_Data taken from a collection_:
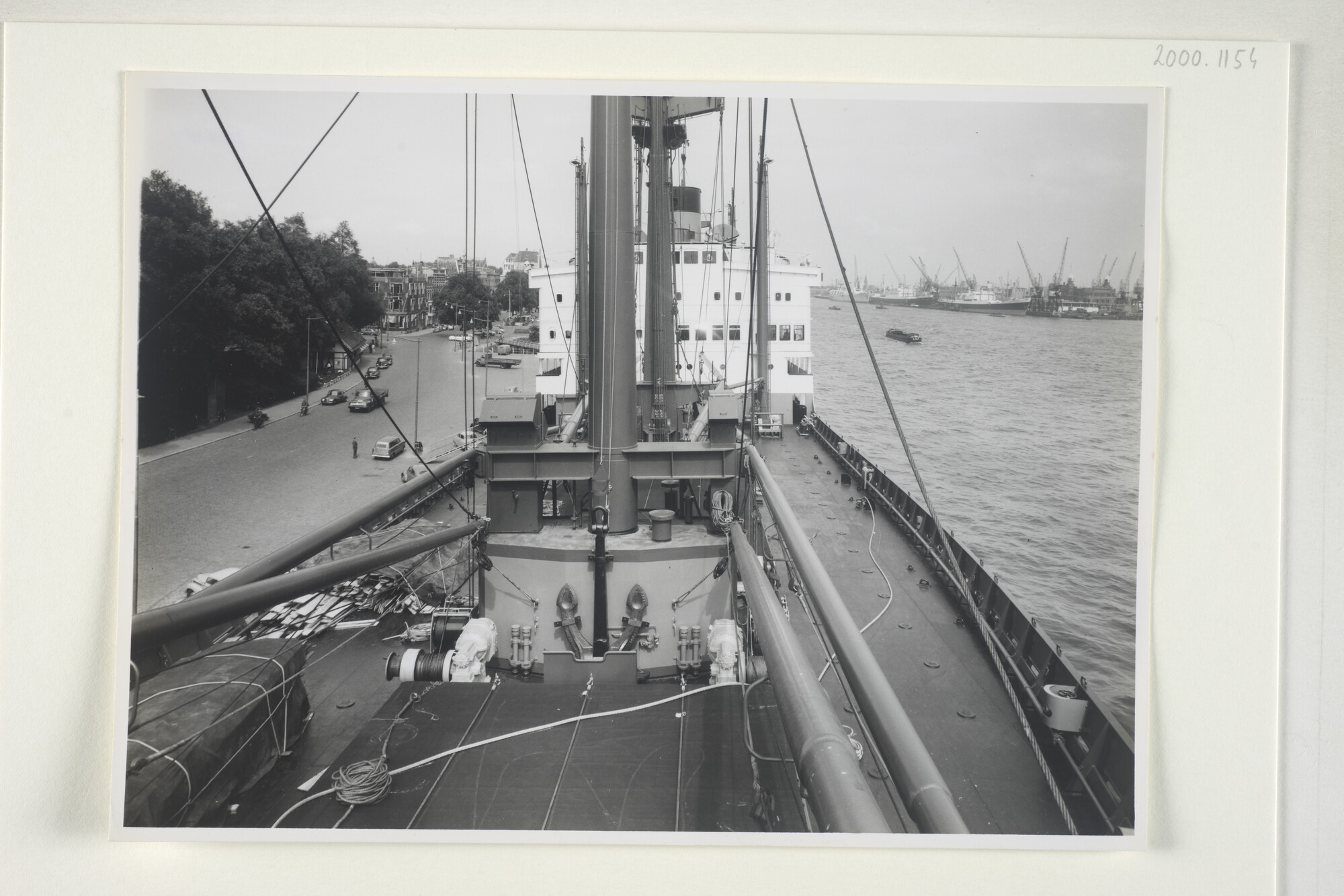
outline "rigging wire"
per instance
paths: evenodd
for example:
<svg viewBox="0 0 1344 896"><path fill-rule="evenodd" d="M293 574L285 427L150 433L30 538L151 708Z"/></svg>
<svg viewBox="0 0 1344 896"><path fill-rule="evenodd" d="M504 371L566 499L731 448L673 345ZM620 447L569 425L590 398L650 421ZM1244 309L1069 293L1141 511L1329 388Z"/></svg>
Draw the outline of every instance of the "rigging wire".
<svg viewBox="0 0 1344 896"><path fill-rule="evenodd" d="M523 125L517 119L517 102L513 99L513 94L508 95L508 102L513 111L513 129L517 133L517 154L523 158L523 177L527 181L527 199L532 204L532 223L536 225L536 241L542 247L542 267L546 270L546 288L551 292L551 306L555 309L555 317L559 321L560 339L564 342L564 357L569 359L570 369L574 370L577 380L578 368L574 361L574 350L570 347L570 337L564 333L564 321L560 319L560 306L555 300L555 283L551 280L551 263L546 258L546 239L542 236L542 219L536 213L536 194L532 192L532 174L527 166L527 149L523 146Z"/></svg>
<svg viewBox="0 0 1344 896"><path fill-rule="evenodd" d="M746 467L747 467L747 455L742 449L742 444L746 441L747 428L750 425L749 421L747 421L747 397L751 394L751 388L753 388L751 386L751 359L753 359L754 355L759 355L759 353L753 353L751 351L751 346L755 345L755 333L754 333L754 329L757 326L759 326L759 323L755 323L755 306L757 306L755 280L757 280L757 276L761 275L761 272L757 271L757 256L759 255L759 252L757 251L757 248L759 247L758 240L761 239L761 233L759 233L759 231L761 231L761 207L759 207L759 203L761 203L761 186L762 186L762 182L765 181L765 130L766 130L766 122L769 121L769 117L770 117L770 99L766 98L761 103L761 162L759 162L759 168L757 169L757 196L755 196L757 208L754 209L755 211L755 240L753 240L754 244L751 247L751 263L750 263L751 275L749 278L749 283L750 283L750 288L751 288L751 294L750 294L751 295L751 307L747 309L747 339L750 341L749 345L747 345L747 381L746 381L746 385L742 388L742 425L738 428L738 464L741 467L739 467L739 472L738 472L737 488L734 490L737 492L737 504L738 504L738 507L742 506L742 494L741 494L742 480L743 480L742 471L745 471ZM747 152L749 153L751 152L751 101L750 99L747 101ZM747 178L747 182L749 184L751 182L750 178ZM750 211L750 207L751 207L751 197L750 196L747 197L747 207L749 207L749 211ZM767 370L769 370L767 359L766 358L761 358L761 357L755 357L755 368L757 368L757 376L761 377L762 382L765 384L765 389L769 390L769 388L770 388L770 376L767 373ZM766 394L769 394L769 392L766 392Z"/></svg>
<svg viewBox="0 0 1344 896"><path fill-rule="evenodd" d="M868 502L868 512L872 514L872 531L868 533L868 557L872 558L872 565L876 566L878 571L882 574L882 581L887 583L887 594L886 594L887 602L882 605L882 609L878 610L876 616L868 620L867 625L859 629L859 634L863 634L864 632L871 629L874 624L876 624L876 621L880 620L886 614L886 612L891 609L891 605L895 602L895 596L896 596L895 590L891 587L891 579L887 578L887 571L882 569L882 563L878 562L878 555L872 553L872 539L876 538L878 535L878 510L872 506L871 500ZM829 659L827 660L827 664L821 668L821 675L817 676L817 681L827 677L827 671L836 661L835 653L831 653L828 656Z"/></svg>
<svg viewBox="0 0 1344 896"><path fill-rule="evenodd" d="M308 160L313 157L313 153L317 152L317 148L321 146L323 141L327 139L327 134L332 133L332 129L336 127L336 125L340 123L340 119L345 115L345 110L348 110L351 107L351 105L355 102L355 99L358 97L359 97L359 91L356 90L355 95L351 97L349 102L345 103L345 106L340 110L340 114L336 115L336 121L333 121L331 123L331 126L327 130L323 131L323 135L317 139L317 142L313 145L313 148L310 150L308 150L308 154L304 156L304 161L301 161L298 164L298 168L294 169L294 173L289 176L289 180L285 181L285 185L280 188L278 193L276 193L276 199L270 200L270 205L266 207L267 212L276 205L276 203L280 201L280 197L285 194L285 190L289 189L289 185L294 182L296 177L298 177L298 172L304 170L304 165L308 164ZM144 334L136 341L136 343L138 345L138 343L144 342L149 337L151 333L153 333L155 330L159 329L159 325L161 325L164 321L167 321L168 318L171 318L173 315L173 313L177 311L177 309L180 309L183 306L183 303L187 302L187 299L190 299L192 295L195 295L196 290L199 290L200 287L206 286L206 282L210 280L210 278L212 278L215 275L215 271L218 271L219 268L222 268L224 266L224 262L227 262L233 256L233 254L238 251L238 247L242 245L243 241L249 236L253 235L253 231L255 231L261 225L261 221L262 221L262 216L258 215L257 219L247 227L247 231L242 236L238 237L238 241L234 243L227 252L224 252L224 258L219 259L219 262L212 268L210 268L208 271L206 271L206 276L200 278L200 282L196 283L196 286L194 286L190 290L187 290L187 295L184 295L180 299L177 299L177 303L175 306L172 306L171 309L168 309L168 311L161 318L159 318L159 321L152 327L149 327L148 330L145 330Z"/></svg>
<svg viewBox="0 0 1344 896"><path fill-rule="evenodd" d="M290 248L289 241L285 240L285 235L280 229L280 224L276 223L276 219L270 213L270 208L266 207L266 200L263 200L261 197L261 192L257 189L257 184L253 181L251 173L247 170L247 165L243 164L243 158L238 153L238 148L234 145L234 138L230 137L228 129L224 127L224 119L219 117L219 110L215 109L215 102L210 98L210 91L208 90L202 90L200 93L202 93L202 95L204 95L206 103L210 105L210 113L215 117L215 123L219 125L220 133L223 133L224 139L228 142L228 149L233 152L234 160L238 162L238 168L242 169L243 177L247 178L247 185L251 188L253 196L255 196L257 197L257 203L261 204L261 207L262 207L262 215L270 223L271 231L274 231L276 239L280 241L280 247L285 251L285 255L289 258L289 263L294 267L294 271L298 274L298 279L302 282L304 290L308 292L308 300L312 302L312 304L317 310L317 313L323 315L323 321L327 323L327 329L331 330L332 337L336 339L337 345L340 345L340 347L344 349L344 351L345 351L345 354L348 357L355 357L355 353L345 343L345 339L341 337L340 331L336 329L336 323L332 321L331 314L328 314L325 303L321 302L317 298L317 290L313 287L312 282L308 279L308 274L304 272L304 268L298 263L298 259L294 256L294 251ZM360 381L363 381L364 388L372 390L372 386L368 384L368 377L364 374L363 368L360 368L358 363L355 365L355 373L359 374L359 378L360 378ZM430 478L434 480L434 483L439 488L442 488L444 492L449 498L453 499L453 503L456 503L458 507L462 508L462 512L466 514L469 519L477 519L477 515L473 514L472 511L466 510L466 507L462 506L462 502L460 502L457 499L457 495L454 495L444 484L444 480L438 478L438 473L434 472L433 467L430 467L427 463L425 463L425 457L421 456L419 448L417 448L415 444L410 439L406 437L406 433L402 432L401 424L396 423L396 418L392 417L392 413L387 409L387 402L386 401L379 401L378 406L383 410L383 416L387 417L387 421L390 424L392 424L392 428L396 429L396 435L402 437L402 441L405 441L407 445L410 445L411 453L415 455L415 460L418 460L419 464L422 467L425 467L425 471L430 475Z"/></svg>
<svg viewBox="0 0 1344 896"><path fill-rule="evenodd" d="M777 523L770 523L770 526L766 527L766 531L775 526ZM798 574L797 565L793 561L793 554L789 551L789 546L784 542L784 538L778 534L774 538L784 553L785 567L789 570L789 589L797 596L798 604L802 605L802 613L812 624L812 632L817 636L817 642L821 645L821 651L827 656L833 656L835 651L832 651L821 622L817 621L816 612L812 609L812 596L808 594L806 587L802 585L802 577ZM785 608L785 616L788 617L788 608ZM853 697L853 689L849 687L849 680L845 677L844 671L840 667L833 668L836 681L840 683L840 691L844 693L845 703L853 712L853 718L859 722L859 728L863 731L863 736L868 739L870 744L876 744L878 740L872 736L868 720L863 715L863 707L860 707L857 700ZM882 777L882 785L887 791L887 798L891 799L891 805L895 809L896 821L900 822L902 832L910 833L910 825L906 824L910 810L895 790L894 778L891 777L891 770L887 767L887 761L883 758L882 751L876 748L872 750L872 759L878 766L878 773ZM911 818L910 821L913 824L914 820Z"/></svg>
<svg viewBox="0 0 1344 896"><path fill-rule="evenodd" d="M1008 699L1012 702L1013 710L1017 714L1017 722L1021 726L1023 732L1027 735L1027 742L1031 744L1032 752L1036 754L1036 762L1040 765L1040 771L1046 777L1050 793L1054 795L1055 803L1059 806L1059 813L1064 817L1064 825L1068 828L1068 833L1077 834L1078 828L1074 825L1073 814L1064 803L1064 797L1059 791L1059 785L1055 782L1054 773L1050 771L1050 765L1046 762L1046 754L1042 752L1040 744L1036 742L1036 735L1031 730L1031 723L1027 722L1027 714L1021 708L1017 692L1013 691L1012 683L1008 680L1008 673L1004 672L1003 661L999 659L999 652L995 649L993 638L989 633L989 625L985 622L984 614L981 614L980 608L976 605L974 597L970 593L970 586L966 585L965 575L961 571L961 563L957 562L957 555L952 553L952 545L948 541L948 530L942 527L942 522L938 519L938 512L934 510L933 499L929 496L929 488L925 486L923 476L919 475L919 465L915 463L914 453L910 451L910 441L906 439L906 432L900 427L900 420L896 416L896 406L891 401L891 393L887 390L887 381L882 376L882 368L878 365L878 355L872 350L872 341L868 339L868 330L863 326L863 315L859 314L859 303L853 298L853 287L849 286L849 274L845 271L844 259L840 255L840 244L836 241L835 228L831 227L831 216L827 213L827 204L821 199L821 185L817 182L817 172L812 165L812 150L808 149L808 139L802 134L802 119L798 117L798 106L792 99L789 101L789 106L793 109L793 121L798 126L798 139L802 144L802 153L808 160L808 172L812 174L812 186L817 193L817 204L821 207L821 217L827 223L827 233L831 236L831 247L836 254L836 264L840 268L840 276L844 279L845 292L849 294L849 307L853 309L855 321L859 322L859 334L863 337L864 347L868 350L868 359L872 362L872 372L878 378L878 385L882 388L882 397L887 402L891 423L896 429L896 435L900 437L900 447L905 449L906 460L910 463L910 472L914 473L915 483L919 486L919 494L925 499L925 507L929 510L929 516L933 520L934 528L938 530L938 541L942 542L942 550L948 558L946 566L953 573L953 581L957 585L958 597L961 598L964 606L974 617L976 626L980 629L980 636L984 638L985 647L989 648L989 657L995 661L995 669L999 672L999 679L1003 683L1004 691L1008 692Z"/></svg>
<svg viewBox="0 0 1344 896"><path fill-rule="evenodd" d="M461 747L464 743L466 743L466 739L469 736L472 736L472 731L476 728L476 723L481 720L481 715L485 712L485 707L487 707L487 704L489 704L491 697L495 696L495 691L499 688L499 685L500 685L500 676L496 675L495 679L493 679L493 681L491 683L491 689L485 692L485 699L481 700L481 706L477 707L476 715L473 715L472 720L469 723L466 723L466 728L462 731L462 736L457 742L458 747ZM426 688L426 689L429 689L429 688ZM411 814L411 820L406 822L406 830L410 830L411 828L415 826L415 822L419 820L421 813L425 811L425 806L429 803L429 798L434 795L434 791L438 789L438 783L444 779L444 775L448 774L448 767L450 765L453 765L453 757L449 757L444 762L444 767L438 770L438 775L435 775L434 781L425 790L425 798L421 799L421 805L415 806L415 811ZM391 781L391 777L388 775L388 782L390 781Z"/></svg>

_WORK INSTRUCTIONS_:
Copy the records word for word, starting at the first line and ending after the line that contains "371L566 499L731 448L673". Leave the pictures out.

_FULL ANSWER_:
outline "rigging wire"
per instance
paths: evenodd
for example:
<svg viewBox="0 0 1344 896"><path fill-rule="evenodd" d="M293 574L285 427L150 433L30 538L151 708Z"/></svg>
<svg viewBox="0 0 1344 896"><path fill-rule="evenodd" d="M504 371L566 499L731 448L673 345ZM620 447L569 425L590 398L650 421ZM1244 309L1069 293L1141 511L1329 388Z"/></svg>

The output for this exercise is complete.